START Supplied entries
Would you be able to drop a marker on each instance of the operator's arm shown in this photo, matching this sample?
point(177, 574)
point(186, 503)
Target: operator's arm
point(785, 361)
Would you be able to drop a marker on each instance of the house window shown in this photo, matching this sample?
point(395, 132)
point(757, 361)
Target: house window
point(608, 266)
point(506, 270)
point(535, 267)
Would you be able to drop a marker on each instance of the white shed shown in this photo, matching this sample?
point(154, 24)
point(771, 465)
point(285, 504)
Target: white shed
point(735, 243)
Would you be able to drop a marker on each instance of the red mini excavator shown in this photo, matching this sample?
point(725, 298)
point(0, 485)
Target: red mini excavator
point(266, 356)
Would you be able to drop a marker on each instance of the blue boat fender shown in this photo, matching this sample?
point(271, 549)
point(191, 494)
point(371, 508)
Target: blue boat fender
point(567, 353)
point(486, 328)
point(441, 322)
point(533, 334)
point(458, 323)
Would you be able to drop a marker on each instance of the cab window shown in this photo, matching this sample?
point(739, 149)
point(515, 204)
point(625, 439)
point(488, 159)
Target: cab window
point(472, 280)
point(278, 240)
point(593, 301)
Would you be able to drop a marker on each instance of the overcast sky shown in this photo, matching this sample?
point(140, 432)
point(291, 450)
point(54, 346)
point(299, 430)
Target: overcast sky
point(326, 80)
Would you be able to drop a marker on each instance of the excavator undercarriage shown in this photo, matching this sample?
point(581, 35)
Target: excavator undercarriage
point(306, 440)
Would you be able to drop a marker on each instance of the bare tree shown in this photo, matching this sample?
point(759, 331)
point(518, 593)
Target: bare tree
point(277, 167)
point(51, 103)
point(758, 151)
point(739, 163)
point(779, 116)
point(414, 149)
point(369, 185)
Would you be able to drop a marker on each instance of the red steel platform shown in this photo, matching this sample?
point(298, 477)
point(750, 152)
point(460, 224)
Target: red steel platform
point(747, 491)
END Supplied entries
None of the records may be omitted or altered when they are given again.

Would you be able to drop a marker on each instance of the operator's arm shown in this photo, matching this sample?
point(177, 574)
point(186, 503)
Target: operator's arm
point(785, 361)
Would you be able to drop a marker on each instance of the house window shown in this photo, matching this sample?
point(395, 132)
point(757, 361)
Target: house window
point(608, 266)
point(506, 270)
point(535, 267)
Would you be able to drop a marker on each instance of the white shed shown in this photo, matching this sample?
point(154, 24)
point(771, 465)
point(285, 504)
Target: white shed
point(735, 243)
Would you be able to drop a marker on each instance of the red mini excavator shown in this photo, matching this sample?
point(725, 298)
point(0, 485)
Target: red mini excavator
point(266, 356)
Would you be able to drop a marker on each instance of the blue boat fender shown in this photo, matching this sample?
point(271, 549)
point(191, 494)
point(371, 508)
Target: blue boat fender
point(567, 353)
point(486, 328)
point(441, 322)
point(533, 334)
point(458, 323)
Would you be able to drop a marker on each instance of the cab window shown in this photo, matching this sample?
point(739, 149)
point(515, 204)
point(625, 439)
point(488, 159)
Target: cab window
point(472, 280)
point(278, 240)
point(593, 301)
Would you be able to drop a marker on each instance of the overcast sky shown in this photo, matching this sample?
point(140, 432)
point(291, 450)
point(54, 346)
point(299, 430)
Target: overcast sky
point(326, 80)
Would you be able to drop a marker on each instance of the excavator undercarriage shown in this photo, matching this sample?
point(581, 35)
Target: excavator undercarriage
point(306, 440)
Would you be able to drop a marker on each instance of the bare tree shown in this photo, matching this sample?
point(759, 331)
point(518, 593)
Target: bare tree
point(277, 167)
point(51, 103)
point(758, 151)
point(739, 163)
point(779, 116)
point(414, 149)
point(369, 185)
Would you be able to drop a marker on each instance of the red steel platform shown in this photo, matching this sample?
point(298, 477)
point(750, 152)
point(460, 224)
Target: red steel platform
point(747, 491)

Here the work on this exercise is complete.